Page extract
###

When it comes to estate planning, the steps you take after a divorce are not so different from the steps you’ll take after a death—many of the phone calls will be the same, many of the changes you make and details you change will be similar. This all makes sense, because a divorce is basically the death of your marriage, and in the financial and legal world your marriage was an entity all its own.
The first question most people ask is “Who gets the estate plan?” The answer is that both of you and neither of you get the estate plan. Ideally, you both put a lot of thought into your estate plan and it reflects both of your wishes. All of this work was not for nothing. The details of your plan will have to change, this is true, but the basic ideals will most likely be the same.
Caution: In California, some of the following things “to do” might need to wait until your divorce is final. For example, changing beneficiary designations may be prevented by the “automatic restraining order” that takes effect immediately when your divorce starts. Ask you divorce attorney whether it is O.K. to proceed and then talk to your estate planning attorney:
Subject to the above caution, your first order of business should be to change your beneficiary designations. Most married couples name their spouses as the primary beneficiary on insurance policies, retirement accounts, wills and trusts, with their children or immediate family members named second. Unless you think your ex-spouse deserves to benefit from all your hard work you’ll want to remove him or her as a beneficiary immediately. (Documents to change: will, trust, ALL life insurance policies, IRA or 401(k) accounts, savings accounts, investment accounts, POD or TOD accounts, credit card insurance policies.)

###

Dataset items:
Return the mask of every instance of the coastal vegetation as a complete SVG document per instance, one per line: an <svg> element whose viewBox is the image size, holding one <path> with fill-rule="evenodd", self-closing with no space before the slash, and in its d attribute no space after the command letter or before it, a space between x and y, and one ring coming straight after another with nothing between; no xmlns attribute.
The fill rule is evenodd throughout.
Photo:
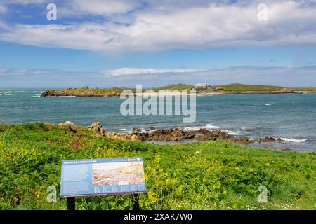
<svg viewBox="0 0 316 224"><path fill-rule="evenodd" d="M190 92L194 85L187 84L173 84L166 86L150 88L155 92L159 90L187 90ZM210 86L205 90L197 90L197 93L204 94L252 94L252 93L294 93L298 92L316 92L316 88L285 88L275 85L245 85L239 83L223 85ZM148 89L143 89L145 91ZM41 97L48 96L77 96L77 97L113 97L119 96L123 90L131 90L136 92L135 88L98 88L88 86L81 88L67 88L65 90L48 90L41 94Z"/></svg>
<svg viewBox="0 0 316 224"><path fill-rule="evenodd" d="M86 127L0 125L0 209L65 209L62 160L142 156L140 209L315 209L314 152L258 149L225 141L159 145L113 140ZM104 130L98 130L104 132ZM46 201L57 188L56 203ZM268 189L259 203L258 188ZM131 195L76 199L77 209L129 209Z"/></svg>

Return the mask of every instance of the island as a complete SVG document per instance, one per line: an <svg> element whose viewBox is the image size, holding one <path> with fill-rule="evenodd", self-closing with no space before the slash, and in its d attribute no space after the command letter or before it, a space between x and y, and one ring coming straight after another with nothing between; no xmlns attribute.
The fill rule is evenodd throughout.
<svg viewBox="0 0 316 224"><path fill-rule="evenodd" d="M205 95L284 93L304 94L316 92L316 88L315 87L289 88L276 85L246 85L239 83L232 83L223 85L209 85L206 83L198 83L195 85L192 85L180 83L159 88L143 89L143 91L145 92L147 90L152 90L157 92L162 90L187 90L189 94L190 90L195 90L197 94ZM131 90L133 93L136 92L136 90L135 88L127 87L98 88L85 86L81 88L70 88L65 90L47 90L42 92L41 97L119 97L121 92L124 90Z"/></svg>

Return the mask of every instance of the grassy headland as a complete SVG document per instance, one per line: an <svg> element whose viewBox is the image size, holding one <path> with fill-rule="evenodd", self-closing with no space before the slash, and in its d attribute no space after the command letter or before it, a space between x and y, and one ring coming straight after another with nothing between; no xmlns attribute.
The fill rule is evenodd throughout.
<svg viewBox="0 0 316 224"><path fill-rule="evenodd" d="M85 127L0 125L0 209L65 209L62 160L142 156L141 209L314 209L313 152L254 149L225 141L158 145L111 140ZM58 202L46 202L47 187ZM258 188L268 188L259 203ZM77 209L127 209L131 195L79 197Z"/></svg>
<svg viewBox="0 0 316 224"><path fill-rule="evenodd" d="M187 84L173 84L159 88L151 88L155 92L159 90L190 90L194 85ZM113 97L119 96L123 90L131 90L136 92L136 89L129 88L90 88L87 86L82 88L67 88L62 90L48 90L44 91L41 97ZM145 91L146 89L143 89ZM316 92L316 88L285 88L274 85L228 84L224 85L214 85L205 90L197 90L198 94L279 94L294 93L300 92Z"/></svg>

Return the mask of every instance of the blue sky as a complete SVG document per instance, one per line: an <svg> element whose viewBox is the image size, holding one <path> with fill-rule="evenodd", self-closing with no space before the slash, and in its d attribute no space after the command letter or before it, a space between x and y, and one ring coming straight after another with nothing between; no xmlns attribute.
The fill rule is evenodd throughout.
<svg viewBox="0 0 316 224"><path fill-rule="evenodd" d="M0 52L0 88L316 85L316 3L4 0Z"/></svg>

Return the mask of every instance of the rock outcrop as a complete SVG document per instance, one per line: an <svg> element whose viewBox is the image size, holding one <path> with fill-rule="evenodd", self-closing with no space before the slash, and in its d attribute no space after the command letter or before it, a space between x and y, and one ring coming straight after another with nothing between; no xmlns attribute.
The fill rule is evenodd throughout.
<svg viewBox="0 0 316 224"><path fill-rule="evenodd" d="M58 126L62 127L67 129L67 130L74 133L77 133L78 132L78 127L75 124L74 124L71 121L66 121L64 123L60 123L58 124Z"/></svg>
<svg viewBox="0 0 316 224"><path fill-rule="evenodd" d="M95 122L88 127L89 130L93 132L93 133L104 134L105 133L105 128L104 128L100 122Z"/></svg>
<svg viewBox="0 0 316 224"><path fill-rule="evenodd" d="M134 129L138 130L139 129ZM225 139L230 136L226 132L220 130L209 130L199 129L198 130L185 131L181 129L162 129L150 132L134 131L131 134L127 133L106 133L105 136L114 139L130 141L183 141L185 139L195 139L198 141Z"/></svg>

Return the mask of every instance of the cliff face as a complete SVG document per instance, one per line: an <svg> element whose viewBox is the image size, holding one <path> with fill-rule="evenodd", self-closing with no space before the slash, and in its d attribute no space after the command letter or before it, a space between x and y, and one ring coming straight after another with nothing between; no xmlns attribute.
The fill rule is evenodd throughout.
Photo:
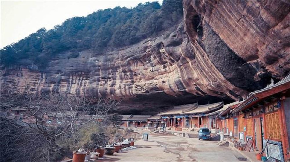
<svg viewBox="0 0 290 162"><path fill-rule="evenodd" d="M289 73L288 3L184 1L182 23L133 45L75 58L60 54L43 70L6 67L1 92L123 100L119 112L144 114L237 100Z"/></svg>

###

Your task
According to the text on estate planning after divorce, what may prevent changing beneficiary designations in California?

Response area
The "automatic restraining order" that takes effect immediately when the divorce starts.